Document text:
23 Mar 2015 16 Apr 2018
The initial theory regarding relative advantages was related to comparative advantages of regions or nations. It included land, location, labor, natural resources and local population size. But it is not true always as rise of some the most advanced industrial nations have proved that the above factors have less influence in their course of development. For example, Japan had disadvantage regarding availability of raw materials, abundant space and even access to other lands. But still the Japanese companies have prospered and rose to be among the best in the world. Again Japan also has disadvantage in terms of population size available. But that could not stop Japan from being a leader in business. Also economic hardship can really fuel growth in a nation. It has been seen both in case if both Japan and Germany. Both these nations were under severe economic trouble after World War II, but still they grew to be industry major countries in the world.
The reason for such behavior of nations or organizations in particular can be understood from 'The theory of competitive advantage' which says that there are other critical factors that determine the industry leadership. As per Michael Porter, the renowned Harvard business school professor sustainable industrial growth is hardly dependent on the above inherited factors. But it depends on groups of interconnected firms, suppliers, related industries, and institutions that arise in certain locations and termed them as 'clusters'. These clusters are geographic concentrations of interconnected companies, specialized suppliers, service providers, and associated institutions in a particular field. They grow on locations where enough resources and competences amass and reach a critical threshold, giving it a key position in a given economic branch of activity, with a decisive sustainable competitive advantage over others places, or even a world supremacy in that field.
Porter says clusters can influence competition in three ways:
The competitive advantage of any industry or organization is determined by five forces of Porter. These five forces help the managers to focus on competitive forces that prevail in the industry and the possible threats to their organizations.

Given records:

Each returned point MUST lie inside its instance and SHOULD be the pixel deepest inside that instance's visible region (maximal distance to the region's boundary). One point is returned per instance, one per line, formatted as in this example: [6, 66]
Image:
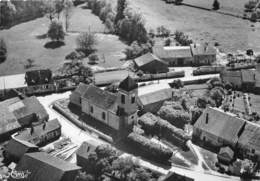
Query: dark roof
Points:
[221, 124]
[43, 166]
[8, 121]
[38, 131]
[248, 76]
[250, 137]
[157, 96]
[31, 105]
[147, 58]
[173, 52]
[101, 98]
[86, 148]
[198, 49]
[82, 88]
[176, 177]
[128, 84]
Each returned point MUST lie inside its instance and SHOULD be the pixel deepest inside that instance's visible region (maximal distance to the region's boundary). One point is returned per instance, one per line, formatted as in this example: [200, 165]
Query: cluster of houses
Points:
[230, 135]
[243, 79]
[163, 57]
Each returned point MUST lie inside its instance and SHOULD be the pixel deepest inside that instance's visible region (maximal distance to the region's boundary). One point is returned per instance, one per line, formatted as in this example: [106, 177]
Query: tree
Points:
[68, 8]
[3, 50]
[56, 32]
[216, 5]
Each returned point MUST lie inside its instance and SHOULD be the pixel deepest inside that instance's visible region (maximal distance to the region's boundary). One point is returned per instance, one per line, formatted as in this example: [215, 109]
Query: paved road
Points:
[78, 136]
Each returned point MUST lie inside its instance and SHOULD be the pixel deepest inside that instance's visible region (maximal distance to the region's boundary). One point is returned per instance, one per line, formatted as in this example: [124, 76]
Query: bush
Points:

Goal A: List every factor that the competitive advantage passage says the initial theory of relative advantages included.
Goal B: In the competitive advantage passage, which two nations faced severe economic trouble after World War II?
Goal C: Transcribe the part of the competitive advantage passage between "Porter says clusters" and "to their organizations.", inclusive.

Exercise answer A: Land, location, labor, natural resources, and local population size.

Exercise answer B: Japan and Germany.

Exercise answer C:
Porter says clusters can influence competition in three ways:
The competitive advantage of any industry or organization is determined by five forces of Porter. These five forces help the managers to focus on competitive forces that prevail in the industry and the possible threats to their organizations.